> _Text_

Ausgabe 08 - 2004 berliner stadtzeitung
scheinschlag
 

Musik für die Massen:

Einzelgänger

Splatterdandy gegen den Rest der Welt – was wie das Remake eines Filmklassikers klingt, ist so eine Art Kernaussage des Berliner Musikers Splatterdandy. Bewaffnet mit einer Attitüde aus Arroganz und Lässigkeit rappt Splatterdandy ohne Beachtung von Tabus gegen all das Glatte und Geleckte. In einer hübsch aggressiven Mischung aus HipHop, Techno und ein wenig Dub pißt Splatterdandy in herrlicher Selbststilisierung jedem und allen ans Bein. Das ist zwar allemal unterhaltsamer als das momentan angesagte Gelalle diverser Berliner HipHop-Labels, läuft auf Dauer aber auch ins Leere, denn die Hauptwaffen auf Terrorista (Popup) sind Provokation und Andeutung. Mit ein paar Textumdrehungen mehr und Zielgenauigkeit hätte etwas entstehen können, das über die bloße Attitüde hinausgeht. Ist vielleicht aber auch ein bißchen viel verlangt. Denn allem Agitprop-Gehabe zum Trotz interessiert Splatterdandy wohl eher die neo-dadaistische (Selbst-)Inszenierung als politische Inhalte – und die ist immerhin von derben Humor getragen.

> _Aufgeführte Einträge_
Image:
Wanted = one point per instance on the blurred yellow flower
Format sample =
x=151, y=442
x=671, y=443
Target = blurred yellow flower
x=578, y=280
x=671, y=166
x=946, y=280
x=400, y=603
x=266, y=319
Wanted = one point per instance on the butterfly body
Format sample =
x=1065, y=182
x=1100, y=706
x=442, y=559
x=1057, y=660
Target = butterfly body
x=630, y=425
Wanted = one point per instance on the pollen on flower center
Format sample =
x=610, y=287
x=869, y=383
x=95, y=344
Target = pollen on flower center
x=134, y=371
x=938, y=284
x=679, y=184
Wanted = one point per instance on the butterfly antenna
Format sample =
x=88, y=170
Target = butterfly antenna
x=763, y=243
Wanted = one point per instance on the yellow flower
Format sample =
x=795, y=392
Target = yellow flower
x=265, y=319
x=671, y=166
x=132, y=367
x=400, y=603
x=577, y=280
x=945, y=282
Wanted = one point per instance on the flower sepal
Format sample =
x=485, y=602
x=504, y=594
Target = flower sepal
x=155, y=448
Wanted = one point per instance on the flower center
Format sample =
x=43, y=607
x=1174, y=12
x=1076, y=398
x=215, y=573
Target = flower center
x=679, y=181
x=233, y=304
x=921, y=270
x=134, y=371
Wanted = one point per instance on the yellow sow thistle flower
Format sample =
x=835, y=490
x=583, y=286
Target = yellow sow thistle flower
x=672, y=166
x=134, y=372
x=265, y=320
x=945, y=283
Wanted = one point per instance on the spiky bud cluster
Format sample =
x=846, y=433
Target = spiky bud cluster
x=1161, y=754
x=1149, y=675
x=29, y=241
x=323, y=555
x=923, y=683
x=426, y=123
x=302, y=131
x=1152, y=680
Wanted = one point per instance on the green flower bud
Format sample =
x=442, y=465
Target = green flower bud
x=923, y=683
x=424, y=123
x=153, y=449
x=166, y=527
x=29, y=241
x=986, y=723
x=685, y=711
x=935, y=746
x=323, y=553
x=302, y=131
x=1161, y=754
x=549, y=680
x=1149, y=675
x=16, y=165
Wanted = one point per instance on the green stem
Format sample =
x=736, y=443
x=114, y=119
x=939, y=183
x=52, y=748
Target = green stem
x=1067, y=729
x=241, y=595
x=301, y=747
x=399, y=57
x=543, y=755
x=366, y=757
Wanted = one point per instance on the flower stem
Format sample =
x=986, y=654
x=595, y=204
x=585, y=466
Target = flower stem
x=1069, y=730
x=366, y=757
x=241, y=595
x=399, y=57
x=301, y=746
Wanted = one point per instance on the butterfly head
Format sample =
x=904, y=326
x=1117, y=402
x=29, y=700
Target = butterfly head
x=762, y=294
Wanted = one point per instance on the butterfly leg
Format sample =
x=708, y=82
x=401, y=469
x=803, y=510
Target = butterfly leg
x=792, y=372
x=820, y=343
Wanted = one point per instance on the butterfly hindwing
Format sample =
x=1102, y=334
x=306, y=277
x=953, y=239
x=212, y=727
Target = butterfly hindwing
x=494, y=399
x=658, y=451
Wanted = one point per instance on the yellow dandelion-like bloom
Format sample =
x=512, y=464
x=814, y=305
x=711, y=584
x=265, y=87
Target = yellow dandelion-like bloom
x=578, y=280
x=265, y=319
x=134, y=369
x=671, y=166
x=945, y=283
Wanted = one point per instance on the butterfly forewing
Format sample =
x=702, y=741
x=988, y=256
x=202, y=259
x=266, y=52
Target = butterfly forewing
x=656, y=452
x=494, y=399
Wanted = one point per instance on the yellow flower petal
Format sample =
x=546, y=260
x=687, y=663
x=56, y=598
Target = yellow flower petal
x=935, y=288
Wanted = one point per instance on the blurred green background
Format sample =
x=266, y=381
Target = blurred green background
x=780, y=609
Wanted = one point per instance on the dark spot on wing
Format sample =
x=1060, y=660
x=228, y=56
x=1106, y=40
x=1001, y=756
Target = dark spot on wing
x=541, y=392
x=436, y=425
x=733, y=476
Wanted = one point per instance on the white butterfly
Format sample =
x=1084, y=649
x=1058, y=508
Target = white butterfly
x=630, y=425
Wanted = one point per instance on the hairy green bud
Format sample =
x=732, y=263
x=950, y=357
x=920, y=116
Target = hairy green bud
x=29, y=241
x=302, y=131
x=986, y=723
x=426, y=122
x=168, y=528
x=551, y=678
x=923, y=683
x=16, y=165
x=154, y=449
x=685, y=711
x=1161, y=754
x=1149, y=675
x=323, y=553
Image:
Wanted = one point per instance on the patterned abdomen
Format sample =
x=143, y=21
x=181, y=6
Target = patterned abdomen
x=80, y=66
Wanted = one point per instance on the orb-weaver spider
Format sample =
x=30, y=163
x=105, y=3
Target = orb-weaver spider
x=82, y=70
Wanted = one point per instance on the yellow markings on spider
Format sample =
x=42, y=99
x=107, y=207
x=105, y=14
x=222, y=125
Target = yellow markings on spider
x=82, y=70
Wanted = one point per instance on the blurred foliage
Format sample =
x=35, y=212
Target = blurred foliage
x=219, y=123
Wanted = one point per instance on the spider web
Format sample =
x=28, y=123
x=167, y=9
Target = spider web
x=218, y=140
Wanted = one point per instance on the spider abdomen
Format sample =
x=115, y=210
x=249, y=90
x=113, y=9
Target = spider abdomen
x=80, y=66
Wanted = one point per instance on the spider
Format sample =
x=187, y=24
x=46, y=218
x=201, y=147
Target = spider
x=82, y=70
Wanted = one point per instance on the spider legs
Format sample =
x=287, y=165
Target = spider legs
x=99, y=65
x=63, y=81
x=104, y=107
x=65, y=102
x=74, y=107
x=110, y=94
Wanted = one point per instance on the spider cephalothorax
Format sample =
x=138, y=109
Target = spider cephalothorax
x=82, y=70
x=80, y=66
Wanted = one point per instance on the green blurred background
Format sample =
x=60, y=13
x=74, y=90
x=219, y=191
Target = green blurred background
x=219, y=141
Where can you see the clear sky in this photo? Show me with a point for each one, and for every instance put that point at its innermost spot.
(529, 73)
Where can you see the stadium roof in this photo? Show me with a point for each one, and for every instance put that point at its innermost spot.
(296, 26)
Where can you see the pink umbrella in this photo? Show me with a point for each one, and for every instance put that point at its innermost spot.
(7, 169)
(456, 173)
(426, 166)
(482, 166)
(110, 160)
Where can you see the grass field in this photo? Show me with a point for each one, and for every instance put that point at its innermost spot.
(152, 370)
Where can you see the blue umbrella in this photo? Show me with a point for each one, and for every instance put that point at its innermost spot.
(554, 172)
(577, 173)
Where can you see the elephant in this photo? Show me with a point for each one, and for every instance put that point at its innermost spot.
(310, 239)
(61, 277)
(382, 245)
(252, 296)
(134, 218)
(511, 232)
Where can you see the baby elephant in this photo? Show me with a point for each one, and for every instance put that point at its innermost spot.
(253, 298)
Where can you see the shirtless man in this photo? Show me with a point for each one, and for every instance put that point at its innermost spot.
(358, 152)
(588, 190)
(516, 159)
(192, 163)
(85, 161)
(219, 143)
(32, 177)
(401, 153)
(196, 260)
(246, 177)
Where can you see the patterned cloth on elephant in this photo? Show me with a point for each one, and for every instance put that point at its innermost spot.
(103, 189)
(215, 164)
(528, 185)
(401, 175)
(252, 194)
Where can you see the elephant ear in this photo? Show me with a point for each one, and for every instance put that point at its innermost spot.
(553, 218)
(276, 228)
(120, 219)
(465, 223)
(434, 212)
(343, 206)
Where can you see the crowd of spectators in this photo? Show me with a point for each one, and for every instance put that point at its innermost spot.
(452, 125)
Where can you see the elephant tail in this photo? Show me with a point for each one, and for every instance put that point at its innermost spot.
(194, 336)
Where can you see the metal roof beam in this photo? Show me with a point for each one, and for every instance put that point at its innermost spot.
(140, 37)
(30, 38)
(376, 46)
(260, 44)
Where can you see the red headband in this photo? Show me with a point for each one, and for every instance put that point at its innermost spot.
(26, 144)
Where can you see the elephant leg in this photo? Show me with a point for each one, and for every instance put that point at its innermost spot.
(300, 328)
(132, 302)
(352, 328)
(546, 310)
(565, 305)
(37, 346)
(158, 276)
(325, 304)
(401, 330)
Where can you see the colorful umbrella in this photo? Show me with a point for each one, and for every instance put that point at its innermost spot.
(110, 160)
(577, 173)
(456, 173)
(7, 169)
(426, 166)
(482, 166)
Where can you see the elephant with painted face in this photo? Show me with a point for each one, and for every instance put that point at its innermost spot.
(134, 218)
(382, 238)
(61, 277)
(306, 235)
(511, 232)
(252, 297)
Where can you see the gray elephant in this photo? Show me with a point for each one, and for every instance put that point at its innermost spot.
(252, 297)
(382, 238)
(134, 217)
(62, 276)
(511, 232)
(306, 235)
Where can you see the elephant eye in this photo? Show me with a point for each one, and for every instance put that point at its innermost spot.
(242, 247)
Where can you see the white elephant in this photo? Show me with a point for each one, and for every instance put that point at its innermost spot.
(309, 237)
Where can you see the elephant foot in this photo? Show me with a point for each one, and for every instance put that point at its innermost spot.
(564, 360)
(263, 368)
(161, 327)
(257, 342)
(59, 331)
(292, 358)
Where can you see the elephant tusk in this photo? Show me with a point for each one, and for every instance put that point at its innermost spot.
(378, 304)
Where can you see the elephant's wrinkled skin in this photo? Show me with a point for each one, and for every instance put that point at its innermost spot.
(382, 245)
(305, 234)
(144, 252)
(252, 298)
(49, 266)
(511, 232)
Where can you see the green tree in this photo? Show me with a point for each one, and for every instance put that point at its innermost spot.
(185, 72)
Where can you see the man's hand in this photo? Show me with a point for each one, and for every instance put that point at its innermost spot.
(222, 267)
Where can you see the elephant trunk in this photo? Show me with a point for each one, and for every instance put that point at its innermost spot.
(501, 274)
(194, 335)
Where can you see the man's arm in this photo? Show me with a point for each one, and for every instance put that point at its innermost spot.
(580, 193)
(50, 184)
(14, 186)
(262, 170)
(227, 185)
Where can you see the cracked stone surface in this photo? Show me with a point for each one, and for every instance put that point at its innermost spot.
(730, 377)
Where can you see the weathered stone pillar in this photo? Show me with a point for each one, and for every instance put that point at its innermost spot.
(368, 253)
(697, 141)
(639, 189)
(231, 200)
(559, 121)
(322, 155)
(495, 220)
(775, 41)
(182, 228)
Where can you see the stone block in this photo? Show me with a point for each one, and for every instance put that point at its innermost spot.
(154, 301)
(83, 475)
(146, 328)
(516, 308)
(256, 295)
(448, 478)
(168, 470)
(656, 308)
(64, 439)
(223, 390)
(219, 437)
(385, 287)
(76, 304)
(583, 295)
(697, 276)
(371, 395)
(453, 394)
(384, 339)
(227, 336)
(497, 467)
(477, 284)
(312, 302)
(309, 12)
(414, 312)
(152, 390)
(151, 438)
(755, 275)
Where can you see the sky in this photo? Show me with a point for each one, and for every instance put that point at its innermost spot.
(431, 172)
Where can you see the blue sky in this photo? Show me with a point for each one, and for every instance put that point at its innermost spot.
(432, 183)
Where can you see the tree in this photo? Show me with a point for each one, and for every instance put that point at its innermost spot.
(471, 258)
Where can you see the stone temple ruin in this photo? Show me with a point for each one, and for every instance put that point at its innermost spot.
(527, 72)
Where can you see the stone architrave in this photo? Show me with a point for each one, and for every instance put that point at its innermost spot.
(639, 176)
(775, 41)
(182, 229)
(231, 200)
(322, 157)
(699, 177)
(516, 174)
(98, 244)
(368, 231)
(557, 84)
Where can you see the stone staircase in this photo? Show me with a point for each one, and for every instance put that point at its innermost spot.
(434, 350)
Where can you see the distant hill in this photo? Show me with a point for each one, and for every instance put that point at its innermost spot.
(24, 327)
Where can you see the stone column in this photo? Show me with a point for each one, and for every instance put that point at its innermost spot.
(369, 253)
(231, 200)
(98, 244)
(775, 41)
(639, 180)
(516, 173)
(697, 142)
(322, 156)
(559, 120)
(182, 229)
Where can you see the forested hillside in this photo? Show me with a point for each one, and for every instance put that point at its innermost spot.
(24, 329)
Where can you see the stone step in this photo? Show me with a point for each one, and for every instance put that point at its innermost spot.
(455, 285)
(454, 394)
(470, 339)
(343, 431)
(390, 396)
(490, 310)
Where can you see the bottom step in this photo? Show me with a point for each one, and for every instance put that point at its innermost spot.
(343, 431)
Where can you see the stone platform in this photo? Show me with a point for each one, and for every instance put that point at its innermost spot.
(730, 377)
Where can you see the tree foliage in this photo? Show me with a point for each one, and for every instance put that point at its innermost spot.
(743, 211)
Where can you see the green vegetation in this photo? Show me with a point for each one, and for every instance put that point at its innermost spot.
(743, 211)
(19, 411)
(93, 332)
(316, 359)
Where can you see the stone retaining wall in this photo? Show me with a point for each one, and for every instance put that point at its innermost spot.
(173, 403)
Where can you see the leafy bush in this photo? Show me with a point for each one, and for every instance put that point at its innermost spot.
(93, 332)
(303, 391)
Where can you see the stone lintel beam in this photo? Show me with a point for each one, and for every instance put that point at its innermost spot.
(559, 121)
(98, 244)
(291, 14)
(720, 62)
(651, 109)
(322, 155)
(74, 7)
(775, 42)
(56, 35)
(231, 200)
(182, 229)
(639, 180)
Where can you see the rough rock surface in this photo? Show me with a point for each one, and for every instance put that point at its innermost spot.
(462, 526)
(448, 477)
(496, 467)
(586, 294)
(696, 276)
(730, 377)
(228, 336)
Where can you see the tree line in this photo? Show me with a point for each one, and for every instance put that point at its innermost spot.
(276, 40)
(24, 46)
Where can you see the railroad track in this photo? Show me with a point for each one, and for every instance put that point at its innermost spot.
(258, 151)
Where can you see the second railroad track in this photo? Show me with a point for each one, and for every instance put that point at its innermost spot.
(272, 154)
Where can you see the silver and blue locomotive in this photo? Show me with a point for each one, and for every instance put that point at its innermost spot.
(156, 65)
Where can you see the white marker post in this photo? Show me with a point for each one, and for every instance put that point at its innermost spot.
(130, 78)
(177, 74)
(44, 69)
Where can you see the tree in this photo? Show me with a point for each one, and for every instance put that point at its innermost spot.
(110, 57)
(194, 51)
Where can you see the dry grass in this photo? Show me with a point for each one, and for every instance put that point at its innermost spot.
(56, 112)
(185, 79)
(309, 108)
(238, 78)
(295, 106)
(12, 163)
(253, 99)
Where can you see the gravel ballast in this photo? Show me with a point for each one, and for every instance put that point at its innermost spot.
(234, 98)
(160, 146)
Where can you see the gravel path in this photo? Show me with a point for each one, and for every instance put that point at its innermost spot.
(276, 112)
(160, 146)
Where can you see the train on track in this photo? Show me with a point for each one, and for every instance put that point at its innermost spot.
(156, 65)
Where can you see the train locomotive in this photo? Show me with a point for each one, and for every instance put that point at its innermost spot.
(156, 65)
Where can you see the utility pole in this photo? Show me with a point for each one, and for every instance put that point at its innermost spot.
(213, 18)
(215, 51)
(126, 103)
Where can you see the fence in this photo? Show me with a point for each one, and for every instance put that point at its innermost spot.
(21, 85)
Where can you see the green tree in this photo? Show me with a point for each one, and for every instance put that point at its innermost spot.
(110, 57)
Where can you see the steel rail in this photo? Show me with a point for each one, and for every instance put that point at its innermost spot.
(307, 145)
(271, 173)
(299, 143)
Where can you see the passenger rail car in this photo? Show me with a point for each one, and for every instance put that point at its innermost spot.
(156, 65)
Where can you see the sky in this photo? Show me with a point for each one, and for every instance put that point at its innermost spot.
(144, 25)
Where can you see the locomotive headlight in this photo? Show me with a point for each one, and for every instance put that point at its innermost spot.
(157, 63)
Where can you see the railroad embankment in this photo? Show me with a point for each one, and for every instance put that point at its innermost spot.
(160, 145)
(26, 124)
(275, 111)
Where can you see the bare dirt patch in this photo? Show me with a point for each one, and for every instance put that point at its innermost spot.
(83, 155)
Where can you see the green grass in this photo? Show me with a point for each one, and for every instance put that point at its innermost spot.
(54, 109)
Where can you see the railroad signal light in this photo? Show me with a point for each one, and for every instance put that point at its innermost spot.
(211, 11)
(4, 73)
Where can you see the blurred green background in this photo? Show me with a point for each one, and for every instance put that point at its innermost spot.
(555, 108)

> _Offene Aufgaben_
A. Welche Musikstile mischt Splatterdandy laut der Rezension über ihn?
B. Setze die Rezension über Splatterdandy nach ihrem letzten Satz fort.

> _Ergebnisse nacheinander_
A. HipHop, Techno und ein wenig Dub

B.
Ähnlich großkotziges Auftreten ist man von Prodigy gewohnt. Auch hier geht es immer um eine Pose ­ die der bösen Elektro-Punks. Das ist auf Dauer natürlich auch ermüdend. So ist das Vorteilhafteste, was man über das neue Album Always Outnumbered, Never Outgunned (Beggars) sagen kann: Klingt fast wie früher, nur eben das Erfrischende, das Neue dabei fehlt. Ideenlos scheppert und klimpert ein Industrial-Techno-Sound ohne Höhepunkte über die gesamte Länge der CD. Überladen mit Selbstzitaten und ganz und gar überraschungsarmen Samples verbreiten die 60 Minuten nichts anderes als Langeweile. Und so sind Prodigy nicht mehr als Geschichte. Da paßt es denn auch, daß Liam Howlett das neue Album komplett ohne seine beiden Mitstreiter eingespielt hat, die dürfen zwar noch mit auf Tour, aber das war's dann auch.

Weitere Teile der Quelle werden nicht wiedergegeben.